* _Task requirements_
Extract every line of the data below and reproduce each one word for word, without changes.

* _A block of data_
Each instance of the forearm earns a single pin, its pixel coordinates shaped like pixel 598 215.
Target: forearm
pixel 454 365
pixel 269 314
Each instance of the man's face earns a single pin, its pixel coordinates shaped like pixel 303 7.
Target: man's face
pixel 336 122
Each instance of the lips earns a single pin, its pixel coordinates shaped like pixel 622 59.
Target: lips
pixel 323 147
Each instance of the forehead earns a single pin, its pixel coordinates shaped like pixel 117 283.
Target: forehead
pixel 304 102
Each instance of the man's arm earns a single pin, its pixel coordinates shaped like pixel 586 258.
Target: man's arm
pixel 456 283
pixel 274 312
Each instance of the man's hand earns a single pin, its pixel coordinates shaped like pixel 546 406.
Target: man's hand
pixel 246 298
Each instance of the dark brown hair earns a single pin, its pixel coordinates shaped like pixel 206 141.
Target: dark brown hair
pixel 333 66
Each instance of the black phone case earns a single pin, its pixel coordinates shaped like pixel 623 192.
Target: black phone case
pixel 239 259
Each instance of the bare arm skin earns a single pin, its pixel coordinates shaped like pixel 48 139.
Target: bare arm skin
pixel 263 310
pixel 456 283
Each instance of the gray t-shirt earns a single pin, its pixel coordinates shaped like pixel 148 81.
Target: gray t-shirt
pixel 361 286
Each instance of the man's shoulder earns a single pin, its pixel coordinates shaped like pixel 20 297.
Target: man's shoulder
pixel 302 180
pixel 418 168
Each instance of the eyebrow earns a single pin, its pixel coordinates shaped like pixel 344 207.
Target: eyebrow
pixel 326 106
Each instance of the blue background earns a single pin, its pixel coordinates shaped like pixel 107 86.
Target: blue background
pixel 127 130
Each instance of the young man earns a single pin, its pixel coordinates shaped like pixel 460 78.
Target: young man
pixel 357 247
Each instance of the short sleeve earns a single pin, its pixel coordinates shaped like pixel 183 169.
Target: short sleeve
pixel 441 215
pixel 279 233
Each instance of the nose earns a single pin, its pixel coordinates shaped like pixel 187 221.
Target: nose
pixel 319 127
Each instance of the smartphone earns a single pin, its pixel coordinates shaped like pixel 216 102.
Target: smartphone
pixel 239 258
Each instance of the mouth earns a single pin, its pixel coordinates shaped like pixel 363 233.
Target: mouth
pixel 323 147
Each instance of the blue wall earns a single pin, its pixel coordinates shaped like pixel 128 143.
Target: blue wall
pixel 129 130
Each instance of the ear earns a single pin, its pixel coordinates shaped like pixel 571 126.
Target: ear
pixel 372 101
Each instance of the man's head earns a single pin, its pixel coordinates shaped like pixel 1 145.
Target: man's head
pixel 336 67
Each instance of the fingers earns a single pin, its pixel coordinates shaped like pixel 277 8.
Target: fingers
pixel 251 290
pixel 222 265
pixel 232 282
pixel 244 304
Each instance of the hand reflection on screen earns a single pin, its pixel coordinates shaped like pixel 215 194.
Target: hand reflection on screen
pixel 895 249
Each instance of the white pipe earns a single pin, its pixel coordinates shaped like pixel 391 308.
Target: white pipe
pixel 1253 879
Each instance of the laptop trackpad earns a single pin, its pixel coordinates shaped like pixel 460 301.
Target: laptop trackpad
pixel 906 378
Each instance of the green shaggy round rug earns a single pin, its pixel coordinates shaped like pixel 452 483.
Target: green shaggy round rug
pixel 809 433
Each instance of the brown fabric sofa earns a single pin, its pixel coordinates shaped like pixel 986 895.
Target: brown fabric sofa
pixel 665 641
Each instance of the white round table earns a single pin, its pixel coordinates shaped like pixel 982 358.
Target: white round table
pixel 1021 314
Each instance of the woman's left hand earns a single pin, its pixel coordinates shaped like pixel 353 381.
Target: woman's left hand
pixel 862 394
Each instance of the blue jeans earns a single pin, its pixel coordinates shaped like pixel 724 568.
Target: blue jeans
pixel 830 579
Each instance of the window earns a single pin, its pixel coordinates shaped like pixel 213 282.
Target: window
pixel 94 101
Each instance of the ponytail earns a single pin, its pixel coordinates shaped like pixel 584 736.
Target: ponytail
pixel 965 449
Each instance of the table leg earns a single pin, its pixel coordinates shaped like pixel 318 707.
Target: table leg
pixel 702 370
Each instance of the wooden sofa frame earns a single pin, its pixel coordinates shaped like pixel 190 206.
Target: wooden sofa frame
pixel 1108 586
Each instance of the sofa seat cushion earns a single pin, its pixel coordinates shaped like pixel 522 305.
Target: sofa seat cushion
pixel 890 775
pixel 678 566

* _Solved exercise_
Each instance of the forearm earns a single pin, its pixel coordinates shaped like pixel 598 215.
Target: forearm
pixel 454 365
pixel 269 314
Each instance of the man's face earns a single pin, its pixel coordinates shaped like pixel 303 7.
Target: man's face
pixel 336 122
Each instance of the lips earns a single pin, its pixel coordinates shaped like pixel 622 59.
Target: lips
pixel 323 147
Each instance of the forehead earns a single pin, its pixel coordinates shaped like pixel 117 283.
Target: forehead
pixel 304 102
Each instance of the man's arm earns a single pin, its pixel coordinates shaped like pixel 586 258.
Target: man's arm
pixel 456 283
pixel 274 312
Each instance of the man's hand earns a single pin, its pixel coordinates shaped like pixel 546 406.
Target: man's hand
pixel 246 298
Each instance of the dark brown hair earns a single pin, its pixel coordinates shaped like pixel 206 141.
Target: dark brown hair
pixel 333 66
Each instance of the black phone case earns a single pin, its pixel coordinates shaped like pixel 623 192.
Target: black phone case
pixel 239 259
Each instance of the bare arm skin earns a single pin, its pixel coordinates shaped like pixel 48 139.
Target: bare arm skin
pixel 263 310
pixel 456 283
Each instance of the gray t-shirt earns a single pin, its pixel coordinates shaped like pixel 148 81.
Target: gray t-shirt
pixel 361 286
Each instance of the man's shoulder earns a single pin, its pixel coordinates shaped like pixel 20 297.
Target: man's shoulder
pixel 302 180
pixel 418 168
Each instance of the eyebrow earns a single pin, its pixel coordinates shaped like pixel 344 207.
Target: eyebrow
pixel 326 106
Each instance of the blue background earns a single pin, its pixel coordinates shaped like pixel 107 86.
Target: blue background
pixel 127 130
Each instance of the young man earns a single pin, its pixel coordinates shaped like pixel 460 78.
Target: young man
pixel 357 247
Each instance of the short sleeve earns a single pin, its pixel coordinates shaped like pixel 183 169.
Target: short sleeve
pixel 441 215
pixel 279 233
Each instance of the nose earns a single pin, its pixel coordinates shaped like pixel 187 221.
Target: nose
pixel 319 127
Each instance of the smartphone earns a single pin, its pixel coordinates shaped like pixel 216 102.
Target: smartphone
pixel 239 258
Each instance of the mouth earns a single pin, its pixel coordinates shaped like pixel 363 233.
Target: mouth
pixel 323 147
Each instance of the blue wall earns a single pin, its pixel coordinates shaped like pixel 128 143.
Target: blue wall
pixel 129 130
Each instance of the ear earns a single pin, its pixel coordinates shaped like pixel 571 126.
Target: ear
pixel 372 101
Each instance of the man's head earns a single pin, its pixel coordinates shaped like pixel 1 145.
Target: man's head
pixel 336 67
Each instance of the fingers earns a single pin, its pixel coordinates shaped like pixel 277 8.
Target: fingers
pixel 251 290
pixel 222 265
pixel 232 282
pixel 244 304
Each instance of the hand reflection on screen earns a single pin, its pixel coordinates shaped like pixel 215 194.
Target: hand reflection on screen
pixel 895 249
Each instance of the white pipe earns a single pin, its pixel coordinates shaped like pixel 391 308.
Target: white pipe
pixel 1253 879
Each instance of the laptop trackpad earns a single pin, its pixel coordinates shaped like pixel 460 301.
Target: laptop trackpad
pixel 906 378
Each instance of the green shaggy round rug earns a single pin, its pixel coordinates shaped like pixel 452 483.
Target: green shaggy round rug
pixel 809 433
Each instance of the brown fabric sofa earns a single pin, its pixel coordinates shaped like pixel 986 895.
Target: brown fabric sofa
pixel 665 641
Each instance of the white round table earns a single pin, its pixel coordinates shaped like pixel 982 358.
Target: white round table
pixel 1021 314
Each instance of the woman's left hand earns a single pin, its pixel coordinates shaped like pixel 353 381.
Target: woman's left hand
pixel 862 394
Each instance of the blue jeans earns a single pin, its pixel coordinates shaped like pixel 724 568.
Target: blue jeans
pixel 830 579
Each instance of the window earns a single pin, its pixel coordinates shaped like pixel 213 282.
Target: window
pixel 94 101
Each instance of the ponytail earns a single pin, its pixel coordinates shaped like pixel 584 736.
Target: ponytail
pixel 965 449
Each instance of the table leg earns a single pin, its pixel coordinates shaped like pixel 318 707.
Target: table leg
pixel 702 370
Each instance of the wooden sofa frame earns a single pin, its pixel coordinates shaped like pixel 190 206.
Target: wooden sofa frame
pixel 1108 586
Each instance of the sofa seat cushion earns a single pin, its pixel coordinates shaped like pixel 522 305.
Target: sofa seat cushion
pixel 890 775
pixel 678 566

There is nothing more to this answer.